» PROVIDED DATA:

================================

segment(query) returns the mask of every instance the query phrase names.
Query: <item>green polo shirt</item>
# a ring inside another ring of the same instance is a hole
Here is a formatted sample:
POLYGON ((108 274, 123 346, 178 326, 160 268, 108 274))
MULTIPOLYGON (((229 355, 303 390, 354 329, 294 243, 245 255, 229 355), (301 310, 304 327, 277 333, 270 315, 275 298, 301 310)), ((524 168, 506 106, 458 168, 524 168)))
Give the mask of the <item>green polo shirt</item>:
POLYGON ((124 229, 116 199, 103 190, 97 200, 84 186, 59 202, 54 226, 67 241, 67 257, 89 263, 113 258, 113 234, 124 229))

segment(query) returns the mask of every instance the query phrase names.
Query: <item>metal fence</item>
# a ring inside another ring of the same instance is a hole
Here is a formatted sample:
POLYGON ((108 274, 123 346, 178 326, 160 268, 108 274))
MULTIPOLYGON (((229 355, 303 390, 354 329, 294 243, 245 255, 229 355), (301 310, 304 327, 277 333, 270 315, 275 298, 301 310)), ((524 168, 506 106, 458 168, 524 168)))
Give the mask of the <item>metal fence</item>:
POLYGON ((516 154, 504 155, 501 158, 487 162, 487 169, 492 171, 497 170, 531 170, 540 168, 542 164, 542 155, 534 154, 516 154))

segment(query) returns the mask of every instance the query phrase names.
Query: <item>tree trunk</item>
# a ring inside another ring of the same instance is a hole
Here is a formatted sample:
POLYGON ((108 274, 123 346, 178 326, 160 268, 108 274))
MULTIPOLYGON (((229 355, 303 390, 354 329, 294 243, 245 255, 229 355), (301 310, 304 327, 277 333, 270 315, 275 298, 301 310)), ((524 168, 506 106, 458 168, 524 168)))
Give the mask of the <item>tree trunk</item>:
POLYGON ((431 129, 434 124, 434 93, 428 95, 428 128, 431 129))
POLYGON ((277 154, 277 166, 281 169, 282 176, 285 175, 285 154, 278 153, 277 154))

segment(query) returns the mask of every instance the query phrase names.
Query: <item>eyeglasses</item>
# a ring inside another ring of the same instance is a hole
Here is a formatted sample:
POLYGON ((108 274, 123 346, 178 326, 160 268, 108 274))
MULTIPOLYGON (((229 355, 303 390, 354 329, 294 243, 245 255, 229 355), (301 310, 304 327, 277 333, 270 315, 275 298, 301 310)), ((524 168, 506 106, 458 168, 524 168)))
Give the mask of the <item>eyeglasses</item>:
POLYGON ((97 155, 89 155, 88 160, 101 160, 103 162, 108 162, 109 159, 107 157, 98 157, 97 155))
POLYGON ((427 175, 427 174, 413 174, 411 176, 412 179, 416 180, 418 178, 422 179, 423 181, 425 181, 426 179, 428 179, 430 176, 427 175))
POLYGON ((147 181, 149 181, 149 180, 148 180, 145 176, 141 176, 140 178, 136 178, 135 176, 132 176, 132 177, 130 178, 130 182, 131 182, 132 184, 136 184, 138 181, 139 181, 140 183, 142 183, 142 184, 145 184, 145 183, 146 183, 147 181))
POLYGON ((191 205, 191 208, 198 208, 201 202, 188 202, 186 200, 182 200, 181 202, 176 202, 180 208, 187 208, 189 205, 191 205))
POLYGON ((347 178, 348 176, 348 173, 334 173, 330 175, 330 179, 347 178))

================================

» EXERCISE AIM:
Quote each line of the listing above exactly.

» ANSWER FOR THIS EXERCISE:
segment(query) returns the mask of every instance the query phrase names.
Query: <item>green polo shirt</item>
# a ring inside another ring of the same instance is a hole
Here is a formatted sample:
POLYGON ((108 274, 123 346, 178 326, 160 268, 108 274))
MULTIPOLYGON (((229 355, 303 390, 354 329, 294 243, 245 255, 229 355), (301 310, 304 327, 277 333, 270 315, 275 298, 301 310)), ((524 168, 506 106, 458 168, 524 168)))
Give the mask of the <item>green polo shirt</item>:
POLYGON ((124 229, 116 199, 103 190, 97 200, 84 186, 59 202, 54 226, 67 241, 67 257, 89 263, 113 258, 113 234, 124 229))

segment(query) returns the mask of every instance the query phrase names.
Query: <item>metal fence</item>
# a ring inside another ring of the same instance is a hole
Here is a formatted sample:
POLYGON ((108 274, 123 346, 178 326, 160 268, 108 274))
MULTIPOLYGON (((229 355, 303 390, 354 329, 294 243, 245 255, 229 355), (301 310, 304 327, 277 333, 270 315, 275 298, 301 310)), ((524 168, 506 106, 458 168, 524 168)))
Give the mask of the <item>metal fence</item>:
POLYGON ((516 154, 504 155, 501 158, 487 162, 487 169, 492 171, 497 170, 531 170, 540 168, 542 164, 542 155, 534 154, 516 154))

segment(query) returns the mask of every instance the query phrase names.
Query: <item>tree trunk</item>
# a ring inside another ring of the same instance is a hole
Here is a formatted sample:
POLYGON ((108 274, 123 346, 178 326, 160 268, 108 274))
MULTIPOLYGON (((229 355, 303 390, 354 329, 294 243, 245 255, 229 355), (301 310, 304 327, 277 333, 270 315, 275 298, 301 310)), ((524 168, 506 106, 458 168, 524 168)))
Give the mask of the <item>tree trunk</item>:
POLYGON ((431 129, 434 124, 434 93, 428 95, 428 128, 431 129))
POLYGON ((277 154, 277 166, 281 169, 282 176, 285 175, 285 154, 278 153, 277 154))

segment(query) returns the mask of every instance the query phrase names.
Query: <item>eyeglasses</item>
# a ring inside another ring of the same instance is a hole
Here is a formatted sample:
POLYGON ((108 274, 123 346, 178 326, 160 268, 108 274))
MULTIPOLYGON (((229 355, 303 390, 354 329, 294 243, 245 255, 229 355), (301 310, 304 327, 277 333, 270 315, 275 298, 301 310)), ((524 168, 506 106, 458 168, 524 168)))
Give the mask of the <item>eyeglasses</item>:
POLYGON ((97 155, 89 155, 88 160, 101 160, 103 162, 108 162, 109 159, 107 157, 98 157, 97 155))
POLYGON ((427 175, 427 174, 413 174, 411 176, 412 179, 416 180, 418 178, 422 179, 423 181, 425 181, 426 179, 428 179, 430 176, 427 175))
POLYGON ((147 181, 149 181, 149 180, 148 180, 145 176, 141 176, 140 178, 136 178, 135 176, 132 176, 132 177, 130 178, 130 182, 131 182, 132 184, 136 184, 138 181, 139 181, 140 183, 142 183, 142 184, 145 184, 145 183, 146 183, 147 181))
POLYGON ((191 205, 191 208, 198 208, 201 202, 188 202, 186 200, 182 200, 181 202, 176 202, 180 208, 187 208, 189 205, 191 205))
POLYGON ((347 178, 348 176, 348 173, 334 173, 330 175, 330 179, 347 178))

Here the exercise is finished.